### FRAGMENTO PARA LEER
Son los elementos naturales, principalmente el agua, los que toman el protagonismo en esta trama de doce cuadros para incluir en ellos a San Martín, los huarpes, los inmigrantes... y etcétera. ¡Al fin encontramos que el agua es el campo semántico identitario que nos permite nuclearlo todo!
Y hay, desde la puesta en escena, una solución originalísima y tan bien lograda que permite “el milagro” del que habla el espectáculo: el audiovisual, que este año dirige Matías Rojo y que los puestistas han probado como material escenográfico y no relleno visual efectista o didáctico.
El audiovisual, en el centro del escenario, se vuelve pulpería, primeros planos de lo gustoso que es bailar una cueca, memoria sobre las gestas heroicas, otoño dorado y único.
Las visuales no solo toman este tenor teatral sino que nos entregan lujos que, puede que antes estuvieran, pero ahora se realzan con las técnicas de la animación (las obras de José Bermúdez y Juan Scalco son delicias), el 3D, las imágenes de archivo y la filmación de índole cinematográfica.
Pero claro todo riesgo, prueba y experimentación que se lanza con osadía al primer intento tiene sus problemas. Y en “Milagro del vino nuevo”, los hay. El principal es que en esta idea de construir un macrorelato que involucra los tópicos, varios cuadros sevuelven demasiado largos y otros no terminan de cuajar en su idea conceptual sobre el escenario.

### COMPRUEBA LO ENTENDIDO
1: Según el fragmento sobre el espectáculo, ¿quién dirige este año el audiovisual?
2: Retoma el fragmento sobre el espectáculo a partir de su última oración y sigue escribiéndolo.

### INFORMACIÓN MOSTRADA

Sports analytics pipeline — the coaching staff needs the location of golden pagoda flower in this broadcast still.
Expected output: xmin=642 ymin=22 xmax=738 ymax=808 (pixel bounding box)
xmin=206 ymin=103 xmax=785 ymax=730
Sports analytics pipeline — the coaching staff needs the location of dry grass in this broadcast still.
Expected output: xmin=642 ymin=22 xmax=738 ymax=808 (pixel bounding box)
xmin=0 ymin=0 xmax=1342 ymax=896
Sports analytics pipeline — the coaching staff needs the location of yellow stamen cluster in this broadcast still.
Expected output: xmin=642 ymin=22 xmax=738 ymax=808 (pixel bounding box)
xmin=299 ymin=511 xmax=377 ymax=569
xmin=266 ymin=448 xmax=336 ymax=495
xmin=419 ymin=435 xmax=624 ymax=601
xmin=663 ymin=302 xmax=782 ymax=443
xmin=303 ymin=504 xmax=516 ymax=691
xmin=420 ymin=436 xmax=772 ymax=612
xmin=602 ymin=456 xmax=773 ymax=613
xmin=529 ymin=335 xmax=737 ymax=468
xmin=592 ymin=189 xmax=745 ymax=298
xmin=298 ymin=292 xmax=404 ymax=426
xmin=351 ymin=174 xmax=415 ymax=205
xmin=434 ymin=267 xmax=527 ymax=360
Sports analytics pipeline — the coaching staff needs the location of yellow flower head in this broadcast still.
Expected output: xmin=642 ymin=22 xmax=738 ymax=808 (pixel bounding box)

### RESPUESTAS
1: Matías Rojo.

2:
Es el caso, por ejemplo, del cuadro 10: “La fiesta del vino nuevo” en que muchos elementos interesantes no se articulan para potenciarse entre sí. El vestuario, la presencia del mundo queer, el pulso urbano están pero en desorden.
Las coreografías (dirigidas por Marcela Nadal y Virginia Paes) son otro asunto a considerar porque tienen bastante responsabilidad en los climas monocordes en que cae la puesta.
Hay momentos en esta fiesta que son inolvidables y su obertura, en puro rojo, con esa atmósfera de paraíso pagano al que llega el hombre, es uno de ellos. Pero hay otros, el del patio cuyano, las danzas de los pueblos latinoamericanos o del vino nuevo, en los que las coreografías desoyen la premisa del “menos es más” y se asientan en una sensación tumultuosa que le entrega a la puesta un ritmo uniforme, sin notaciones específicas.
Otros momentos, como el del tango o el de los flamencos, se vuelven poesía pura en movimiento.
Así como las visuales son el gran hallazgo narrativo en esta fiesta, el realismo de los objetos de utilería menor y mayor (Damián Belot) suman belleza y precisión a esta idea de asentarse en lo ritual de la teatralidad. Y permiten, claro, que los actores principales (Adrián Sorrentino, Aníbal Villa y Rodrigo Galdeano) se luzcan y le den a los momentos la expresividad que precisa.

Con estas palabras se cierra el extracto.